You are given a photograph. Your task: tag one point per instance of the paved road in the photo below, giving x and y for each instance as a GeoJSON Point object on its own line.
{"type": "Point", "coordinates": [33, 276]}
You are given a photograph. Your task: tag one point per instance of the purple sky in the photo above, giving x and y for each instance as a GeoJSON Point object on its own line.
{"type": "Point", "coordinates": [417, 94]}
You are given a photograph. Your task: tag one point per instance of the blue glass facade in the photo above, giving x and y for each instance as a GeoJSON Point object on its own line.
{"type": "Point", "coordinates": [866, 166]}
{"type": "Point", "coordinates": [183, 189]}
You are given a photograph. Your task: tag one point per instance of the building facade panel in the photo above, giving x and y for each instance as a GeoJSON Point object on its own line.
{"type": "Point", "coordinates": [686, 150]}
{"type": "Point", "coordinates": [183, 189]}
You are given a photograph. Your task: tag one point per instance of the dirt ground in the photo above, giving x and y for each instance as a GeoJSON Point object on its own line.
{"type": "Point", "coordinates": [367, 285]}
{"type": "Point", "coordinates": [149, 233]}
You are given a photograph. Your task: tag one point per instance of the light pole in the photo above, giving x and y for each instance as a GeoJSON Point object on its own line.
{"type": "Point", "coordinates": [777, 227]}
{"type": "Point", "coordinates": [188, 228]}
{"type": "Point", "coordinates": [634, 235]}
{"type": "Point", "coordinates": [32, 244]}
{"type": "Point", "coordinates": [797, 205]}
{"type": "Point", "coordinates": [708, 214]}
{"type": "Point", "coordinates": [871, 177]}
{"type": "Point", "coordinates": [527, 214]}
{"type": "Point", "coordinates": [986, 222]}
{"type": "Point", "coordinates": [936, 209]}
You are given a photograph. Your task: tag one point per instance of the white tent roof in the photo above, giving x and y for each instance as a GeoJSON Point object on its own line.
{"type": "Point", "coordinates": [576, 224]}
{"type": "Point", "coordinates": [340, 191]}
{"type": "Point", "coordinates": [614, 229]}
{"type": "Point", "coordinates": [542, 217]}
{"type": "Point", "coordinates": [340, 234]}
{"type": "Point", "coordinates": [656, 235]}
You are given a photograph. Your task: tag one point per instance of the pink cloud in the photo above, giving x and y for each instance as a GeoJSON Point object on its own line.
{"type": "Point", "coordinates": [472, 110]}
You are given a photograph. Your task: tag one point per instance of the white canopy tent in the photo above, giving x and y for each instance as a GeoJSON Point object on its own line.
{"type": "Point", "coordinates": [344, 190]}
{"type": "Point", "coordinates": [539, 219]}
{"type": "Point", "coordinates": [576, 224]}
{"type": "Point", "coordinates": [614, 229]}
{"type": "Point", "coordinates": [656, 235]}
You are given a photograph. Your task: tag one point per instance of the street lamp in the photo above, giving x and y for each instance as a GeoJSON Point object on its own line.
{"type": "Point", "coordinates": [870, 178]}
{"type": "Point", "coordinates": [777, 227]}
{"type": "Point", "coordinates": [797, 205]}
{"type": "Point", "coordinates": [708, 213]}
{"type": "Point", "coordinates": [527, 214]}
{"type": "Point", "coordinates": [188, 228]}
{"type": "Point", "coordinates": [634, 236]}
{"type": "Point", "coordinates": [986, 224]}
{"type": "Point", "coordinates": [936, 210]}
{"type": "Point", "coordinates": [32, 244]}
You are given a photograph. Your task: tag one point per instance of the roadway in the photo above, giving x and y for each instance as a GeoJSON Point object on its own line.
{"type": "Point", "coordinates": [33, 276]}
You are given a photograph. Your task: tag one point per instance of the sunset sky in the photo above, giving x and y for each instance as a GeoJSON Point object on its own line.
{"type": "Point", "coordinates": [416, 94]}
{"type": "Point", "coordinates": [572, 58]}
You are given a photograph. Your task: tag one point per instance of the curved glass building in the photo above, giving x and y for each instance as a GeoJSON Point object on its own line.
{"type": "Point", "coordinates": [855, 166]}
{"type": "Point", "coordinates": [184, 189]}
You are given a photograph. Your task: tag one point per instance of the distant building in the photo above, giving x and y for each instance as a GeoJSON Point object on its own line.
☆ ☆ ☆
The lines from the one with "of the sunset" through the final line of the data are to be reproduced exactly, both included, with no other lines.

You are given a photograph. Your task: tag one point per instance of the sunset sky in the photo above, giving x and y for each instance as a GeoJSON Point object on its own line.
{"type": "Point", "coordinates": [416, 94]}
{"type": "Point", "coordinates": [572, 58]}
You are given a photograph. Your task: tag one point per instance of the curved glass building in the photo above, giving x and y for each instance as a GeoJSON Point object on its own line.
{"type": "Point", "coordinates": [855, 166]}
{"type": "Point", "coordinates": [184, 189]}
You are given a photograph. Your task: tag one point per instance of the distant building in the photo above, giving x and y for each instance as a GeoJSON Point object on its own line.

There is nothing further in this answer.